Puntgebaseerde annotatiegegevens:

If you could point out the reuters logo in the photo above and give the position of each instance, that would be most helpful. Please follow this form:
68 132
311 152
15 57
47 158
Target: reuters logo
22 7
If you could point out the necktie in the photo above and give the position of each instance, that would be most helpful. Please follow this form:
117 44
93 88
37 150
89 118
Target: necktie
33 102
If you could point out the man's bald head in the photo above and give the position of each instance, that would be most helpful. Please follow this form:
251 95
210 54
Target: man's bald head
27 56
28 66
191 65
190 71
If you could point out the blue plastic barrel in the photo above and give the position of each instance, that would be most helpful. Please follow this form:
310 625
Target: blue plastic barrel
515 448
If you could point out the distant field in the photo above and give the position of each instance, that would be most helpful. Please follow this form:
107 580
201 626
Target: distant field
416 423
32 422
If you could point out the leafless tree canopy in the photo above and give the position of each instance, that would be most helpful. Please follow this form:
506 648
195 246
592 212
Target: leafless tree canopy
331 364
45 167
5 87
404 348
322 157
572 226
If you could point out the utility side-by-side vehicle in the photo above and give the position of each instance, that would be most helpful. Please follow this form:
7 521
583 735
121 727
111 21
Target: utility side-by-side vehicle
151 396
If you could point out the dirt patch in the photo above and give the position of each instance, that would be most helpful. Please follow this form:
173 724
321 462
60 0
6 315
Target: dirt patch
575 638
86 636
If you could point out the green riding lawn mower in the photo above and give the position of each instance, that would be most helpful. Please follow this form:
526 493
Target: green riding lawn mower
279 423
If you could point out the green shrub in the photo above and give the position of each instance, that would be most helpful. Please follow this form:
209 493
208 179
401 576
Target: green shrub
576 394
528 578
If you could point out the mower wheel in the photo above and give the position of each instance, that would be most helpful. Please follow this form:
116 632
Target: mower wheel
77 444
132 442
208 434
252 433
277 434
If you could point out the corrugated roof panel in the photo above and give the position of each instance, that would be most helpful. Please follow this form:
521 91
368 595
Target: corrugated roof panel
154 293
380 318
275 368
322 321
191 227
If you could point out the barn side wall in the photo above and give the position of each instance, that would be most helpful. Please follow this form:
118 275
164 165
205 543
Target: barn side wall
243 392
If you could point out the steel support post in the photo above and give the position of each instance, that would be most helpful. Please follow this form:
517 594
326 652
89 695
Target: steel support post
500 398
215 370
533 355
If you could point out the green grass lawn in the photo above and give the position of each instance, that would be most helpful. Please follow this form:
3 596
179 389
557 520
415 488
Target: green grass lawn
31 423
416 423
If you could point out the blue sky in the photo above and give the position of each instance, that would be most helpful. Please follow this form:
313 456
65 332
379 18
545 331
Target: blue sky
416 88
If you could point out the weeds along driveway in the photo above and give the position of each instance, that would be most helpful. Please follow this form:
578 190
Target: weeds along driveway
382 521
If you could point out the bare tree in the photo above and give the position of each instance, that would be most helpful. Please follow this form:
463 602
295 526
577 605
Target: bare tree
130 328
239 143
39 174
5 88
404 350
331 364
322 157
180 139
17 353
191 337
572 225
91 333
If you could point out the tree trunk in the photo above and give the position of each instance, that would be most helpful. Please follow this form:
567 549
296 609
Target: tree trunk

▸ SCHRIFTELIJKE OPDRACHT:
Zet alle regels vanaf de regel met "If you could point out the weeds" tot en met het einde van de gegevens over, beide grenzen inbegrepen. Tel daarbij 15 op bij elke coördinaat in de antwoorden en laat de overige regels ongewijzigd.

▸ SCHRIFTELIJK ANTWOORD:
If you could point out the weeds along driveway in the photo above and give the position of each instance, that would be most helpful. Please follow this form:
578 190
Target: weeds along driveway
397 536
If you could point out the bare tree in the photo above and give the position of each instance, that would be most helpful. Please follow this form:
463 602
295 526
577 605
Target: bare tree
145 343
254 158
54 189
20 103
419 365
346 379
337 172
195 154
32 368
206 352
587 240
106 348
If you could point out the tree trunk in the photo above and give the position of each instance, that would be most helpful. Please follow this form:
567 549
296 609
Target: tree trunk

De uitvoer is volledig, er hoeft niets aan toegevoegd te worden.